**WHAT IS REQUIRED**
Sort through the entries below and pull out lines containing the word "dark".

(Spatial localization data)
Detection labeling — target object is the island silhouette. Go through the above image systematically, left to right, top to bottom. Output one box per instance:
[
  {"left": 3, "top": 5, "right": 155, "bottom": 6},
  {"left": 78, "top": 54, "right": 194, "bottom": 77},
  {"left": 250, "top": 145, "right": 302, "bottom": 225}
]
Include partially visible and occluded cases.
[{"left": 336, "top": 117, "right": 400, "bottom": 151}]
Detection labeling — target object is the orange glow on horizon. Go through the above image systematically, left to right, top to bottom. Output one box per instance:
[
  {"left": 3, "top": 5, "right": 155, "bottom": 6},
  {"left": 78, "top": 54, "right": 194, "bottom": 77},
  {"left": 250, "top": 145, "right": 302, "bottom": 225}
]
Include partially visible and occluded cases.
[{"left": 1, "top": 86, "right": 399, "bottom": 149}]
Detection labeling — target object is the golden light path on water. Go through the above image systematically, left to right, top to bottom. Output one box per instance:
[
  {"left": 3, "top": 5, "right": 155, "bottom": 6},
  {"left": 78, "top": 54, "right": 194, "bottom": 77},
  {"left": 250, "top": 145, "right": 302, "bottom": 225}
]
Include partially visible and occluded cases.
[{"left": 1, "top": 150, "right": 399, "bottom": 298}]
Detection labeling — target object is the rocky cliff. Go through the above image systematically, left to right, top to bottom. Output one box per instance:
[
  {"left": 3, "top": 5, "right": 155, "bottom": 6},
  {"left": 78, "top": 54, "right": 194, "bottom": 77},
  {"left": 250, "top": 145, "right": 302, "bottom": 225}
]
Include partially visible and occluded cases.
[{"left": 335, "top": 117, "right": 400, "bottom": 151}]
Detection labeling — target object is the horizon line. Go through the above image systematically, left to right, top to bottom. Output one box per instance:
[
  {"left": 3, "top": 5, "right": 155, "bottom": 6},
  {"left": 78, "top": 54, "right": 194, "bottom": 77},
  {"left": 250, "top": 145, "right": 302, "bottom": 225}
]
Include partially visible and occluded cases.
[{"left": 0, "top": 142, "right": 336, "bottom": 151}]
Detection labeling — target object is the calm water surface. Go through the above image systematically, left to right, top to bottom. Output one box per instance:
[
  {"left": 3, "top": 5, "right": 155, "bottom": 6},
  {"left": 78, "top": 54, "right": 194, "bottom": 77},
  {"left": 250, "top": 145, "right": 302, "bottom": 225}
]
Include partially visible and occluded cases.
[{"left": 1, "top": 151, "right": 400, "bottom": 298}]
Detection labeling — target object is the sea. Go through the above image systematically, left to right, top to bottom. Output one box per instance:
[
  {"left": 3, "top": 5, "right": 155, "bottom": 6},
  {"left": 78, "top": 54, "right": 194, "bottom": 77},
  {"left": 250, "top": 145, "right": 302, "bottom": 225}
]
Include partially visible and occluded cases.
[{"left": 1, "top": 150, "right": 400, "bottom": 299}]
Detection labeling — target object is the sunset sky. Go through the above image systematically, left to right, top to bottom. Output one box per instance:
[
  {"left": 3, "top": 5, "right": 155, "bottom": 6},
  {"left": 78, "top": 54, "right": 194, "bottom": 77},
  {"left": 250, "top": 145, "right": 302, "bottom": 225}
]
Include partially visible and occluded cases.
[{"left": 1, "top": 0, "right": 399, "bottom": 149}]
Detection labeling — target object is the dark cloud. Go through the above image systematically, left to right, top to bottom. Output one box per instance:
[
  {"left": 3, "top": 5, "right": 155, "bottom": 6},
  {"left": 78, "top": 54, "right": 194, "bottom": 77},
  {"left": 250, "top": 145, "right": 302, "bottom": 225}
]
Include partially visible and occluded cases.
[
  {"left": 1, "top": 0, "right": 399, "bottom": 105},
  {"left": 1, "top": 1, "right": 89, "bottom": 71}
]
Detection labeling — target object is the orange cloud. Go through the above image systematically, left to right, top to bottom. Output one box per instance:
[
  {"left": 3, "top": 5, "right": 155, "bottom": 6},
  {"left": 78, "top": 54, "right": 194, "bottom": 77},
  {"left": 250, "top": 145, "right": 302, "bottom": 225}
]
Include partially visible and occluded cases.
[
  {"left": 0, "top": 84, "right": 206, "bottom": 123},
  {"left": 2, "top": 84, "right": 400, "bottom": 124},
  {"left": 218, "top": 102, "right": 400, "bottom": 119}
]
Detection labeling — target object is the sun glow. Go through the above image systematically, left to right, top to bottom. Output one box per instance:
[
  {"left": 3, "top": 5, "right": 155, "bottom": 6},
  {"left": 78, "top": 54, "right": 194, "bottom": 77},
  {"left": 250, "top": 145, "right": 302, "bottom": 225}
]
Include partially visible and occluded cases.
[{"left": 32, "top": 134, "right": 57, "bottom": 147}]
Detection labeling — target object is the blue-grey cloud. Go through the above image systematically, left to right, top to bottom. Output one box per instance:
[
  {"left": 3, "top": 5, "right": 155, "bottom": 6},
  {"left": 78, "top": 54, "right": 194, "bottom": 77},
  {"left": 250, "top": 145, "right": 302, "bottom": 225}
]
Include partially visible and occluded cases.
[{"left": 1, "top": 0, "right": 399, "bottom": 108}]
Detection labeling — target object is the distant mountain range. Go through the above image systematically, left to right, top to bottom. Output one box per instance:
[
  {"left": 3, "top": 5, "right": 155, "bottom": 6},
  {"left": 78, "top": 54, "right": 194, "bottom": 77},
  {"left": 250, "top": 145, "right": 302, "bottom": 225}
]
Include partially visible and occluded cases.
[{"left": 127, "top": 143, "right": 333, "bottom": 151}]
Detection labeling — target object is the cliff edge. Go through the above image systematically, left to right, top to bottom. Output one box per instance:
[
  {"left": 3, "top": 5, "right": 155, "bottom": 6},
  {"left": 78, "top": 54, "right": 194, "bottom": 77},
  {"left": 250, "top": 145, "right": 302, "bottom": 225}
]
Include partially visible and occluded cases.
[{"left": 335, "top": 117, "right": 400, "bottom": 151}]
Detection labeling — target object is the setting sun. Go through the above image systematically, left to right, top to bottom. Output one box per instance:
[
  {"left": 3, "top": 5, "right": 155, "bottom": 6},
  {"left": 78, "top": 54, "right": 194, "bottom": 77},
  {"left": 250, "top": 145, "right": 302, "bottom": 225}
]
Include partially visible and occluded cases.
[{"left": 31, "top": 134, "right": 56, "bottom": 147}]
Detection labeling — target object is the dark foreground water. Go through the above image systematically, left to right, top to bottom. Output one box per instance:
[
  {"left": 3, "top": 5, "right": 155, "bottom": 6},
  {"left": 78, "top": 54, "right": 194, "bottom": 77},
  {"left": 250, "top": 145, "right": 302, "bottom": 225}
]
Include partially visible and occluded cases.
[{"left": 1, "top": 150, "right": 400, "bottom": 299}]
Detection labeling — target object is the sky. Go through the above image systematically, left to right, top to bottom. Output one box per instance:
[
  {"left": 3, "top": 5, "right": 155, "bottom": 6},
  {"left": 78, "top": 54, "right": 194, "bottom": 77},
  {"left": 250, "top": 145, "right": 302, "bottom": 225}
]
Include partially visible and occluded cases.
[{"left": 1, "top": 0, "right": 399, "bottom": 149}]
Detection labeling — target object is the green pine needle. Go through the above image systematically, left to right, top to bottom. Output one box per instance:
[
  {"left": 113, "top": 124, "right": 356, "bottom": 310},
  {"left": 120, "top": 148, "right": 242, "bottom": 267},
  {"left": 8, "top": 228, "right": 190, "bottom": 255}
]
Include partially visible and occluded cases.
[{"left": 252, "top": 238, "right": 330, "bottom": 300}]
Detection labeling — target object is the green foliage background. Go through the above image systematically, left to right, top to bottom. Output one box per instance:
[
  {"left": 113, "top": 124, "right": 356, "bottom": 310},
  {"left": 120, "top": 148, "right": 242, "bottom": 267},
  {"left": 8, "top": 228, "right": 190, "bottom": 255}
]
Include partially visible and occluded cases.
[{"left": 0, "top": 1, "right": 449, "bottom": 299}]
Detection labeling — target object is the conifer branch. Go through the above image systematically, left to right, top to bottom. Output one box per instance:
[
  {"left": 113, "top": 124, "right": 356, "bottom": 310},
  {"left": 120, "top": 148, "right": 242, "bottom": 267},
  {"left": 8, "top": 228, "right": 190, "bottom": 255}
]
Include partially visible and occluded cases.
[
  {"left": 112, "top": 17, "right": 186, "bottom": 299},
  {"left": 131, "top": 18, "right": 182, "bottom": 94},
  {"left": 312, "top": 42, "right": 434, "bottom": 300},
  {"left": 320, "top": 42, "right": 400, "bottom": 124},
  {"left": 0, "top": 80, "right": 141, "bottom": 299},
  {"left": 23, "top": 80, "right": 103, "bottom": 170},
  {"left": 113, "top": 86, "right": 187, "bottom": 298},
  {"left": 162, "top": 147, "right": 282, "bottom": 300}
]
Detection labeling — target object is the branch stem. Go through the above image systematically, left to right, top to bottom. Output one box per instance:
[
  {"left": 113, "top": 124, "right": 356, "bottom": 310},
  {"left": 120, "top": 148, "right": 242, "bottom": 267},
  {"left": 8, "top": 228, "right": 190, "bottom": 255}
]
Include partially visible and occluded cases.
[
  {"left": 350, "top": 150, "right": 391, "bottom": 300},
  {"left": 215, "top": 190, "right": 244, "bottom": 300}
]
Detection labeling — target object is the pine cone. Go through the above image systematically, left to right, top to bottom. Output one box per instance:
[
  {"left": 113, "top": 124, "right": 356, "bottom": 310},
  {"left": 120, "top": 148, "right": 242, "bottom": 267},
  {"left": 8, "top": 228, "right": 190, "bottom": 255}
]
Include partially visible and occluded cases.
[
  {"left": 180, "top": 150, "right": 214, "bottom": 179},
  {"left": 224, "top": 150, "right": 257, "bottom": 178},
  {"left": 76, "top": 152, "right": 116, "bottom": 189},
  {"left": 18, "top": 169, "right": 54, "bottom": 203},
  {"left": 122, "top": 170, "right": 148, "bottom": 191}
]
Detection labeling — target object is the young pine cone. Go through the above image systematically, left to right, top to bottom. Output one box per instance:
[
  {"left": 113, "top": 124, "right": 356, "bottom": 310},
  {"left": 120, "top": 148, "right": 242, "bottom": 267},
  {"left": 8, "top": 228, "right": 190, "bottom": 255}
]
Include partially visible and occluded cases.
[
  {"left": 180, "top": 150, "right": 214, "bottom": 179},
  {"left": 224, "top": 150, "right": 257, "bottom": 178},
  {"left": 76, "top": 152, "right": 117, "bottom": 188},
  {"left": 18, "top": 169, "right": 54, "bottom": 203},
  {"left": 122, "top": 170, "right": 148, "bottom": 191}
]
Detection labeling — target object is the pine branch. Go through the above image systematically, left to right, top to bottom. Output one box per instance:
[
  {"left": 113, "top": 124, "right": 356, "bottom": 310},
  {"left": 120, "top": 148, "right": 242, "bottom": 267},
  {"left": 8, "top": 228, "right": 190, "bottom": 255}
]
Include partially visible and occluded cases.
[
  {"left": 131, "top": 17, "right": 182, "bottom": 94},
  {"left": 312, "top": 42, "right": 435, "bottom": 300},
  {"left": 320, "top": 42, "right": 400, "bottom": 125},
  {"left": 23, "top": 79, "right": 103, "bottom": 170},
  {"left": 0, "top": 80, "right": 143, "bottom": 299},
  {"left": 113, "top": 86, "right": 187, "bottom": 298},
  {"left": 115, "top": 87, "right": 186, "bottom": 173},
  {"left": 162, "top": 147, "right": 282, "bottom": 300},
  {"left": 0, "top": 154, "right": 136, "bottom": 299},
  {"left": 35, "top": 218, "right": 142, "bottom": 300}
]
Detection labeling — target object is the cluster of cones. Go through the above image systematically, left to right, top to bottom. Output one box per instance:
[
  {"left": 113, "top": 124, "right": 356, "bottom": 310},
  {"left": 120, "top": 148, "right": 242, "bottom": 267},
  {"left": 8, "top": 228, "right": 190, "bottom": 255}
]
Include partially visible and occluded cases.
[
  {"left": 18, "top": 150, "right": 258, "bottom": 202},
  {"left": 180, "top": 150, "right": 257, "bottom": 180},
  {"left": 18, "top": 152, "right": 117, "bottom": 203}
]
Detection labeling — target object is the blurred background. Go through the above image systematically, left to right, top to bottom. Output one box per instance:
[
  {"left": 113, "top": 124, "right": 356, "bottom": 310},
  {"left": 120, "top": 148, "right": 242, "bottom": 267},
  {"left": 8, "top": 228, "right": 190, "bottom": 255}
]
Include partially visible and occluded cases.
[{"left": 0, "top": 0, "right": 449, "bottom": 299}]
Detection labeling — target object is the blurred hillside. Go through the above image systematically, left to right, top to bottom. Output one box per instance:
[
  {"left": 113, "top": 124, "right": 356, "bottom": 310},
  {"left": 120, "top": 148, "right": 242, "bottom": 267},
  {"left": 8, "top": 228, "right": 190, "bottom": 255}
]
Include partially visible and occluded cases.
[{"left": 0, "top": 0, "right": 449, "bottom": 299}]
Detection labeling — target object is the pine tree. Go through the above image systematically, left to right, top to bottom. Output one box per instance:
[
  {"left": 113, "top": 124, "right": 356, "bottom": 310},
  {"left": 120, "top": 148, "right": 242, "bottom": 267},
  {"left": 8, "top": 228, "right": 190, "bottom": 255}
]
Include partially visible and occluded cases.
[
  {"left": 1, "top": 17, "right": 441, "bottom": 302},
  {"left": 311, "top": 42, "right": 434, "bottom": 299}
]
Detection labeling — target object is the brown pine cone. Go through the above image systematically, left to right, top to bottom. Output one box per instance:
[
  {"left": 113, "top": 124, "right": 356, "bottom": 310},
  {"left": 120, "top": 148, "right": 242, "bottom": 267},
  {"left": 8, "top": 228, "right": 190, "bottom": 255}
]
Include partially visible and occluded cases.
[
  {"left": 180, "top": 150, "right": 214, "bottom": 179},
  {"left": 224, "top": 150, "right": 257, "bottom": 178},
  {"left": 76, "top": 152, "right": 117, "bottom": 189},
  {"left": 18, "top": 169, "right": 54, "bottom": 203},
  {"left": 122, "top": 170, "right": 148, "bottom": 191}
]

**SOLUTION TO THIS EXERCISE**
Detection labeling — target object is the dark cloud. Go through the above image systematically, left to right, top to bottom. Output one box per instance:
Detection labeling — target object is the dark foreground water. Go through the above image systematically, left to right, top to bottom. Output one box per instance:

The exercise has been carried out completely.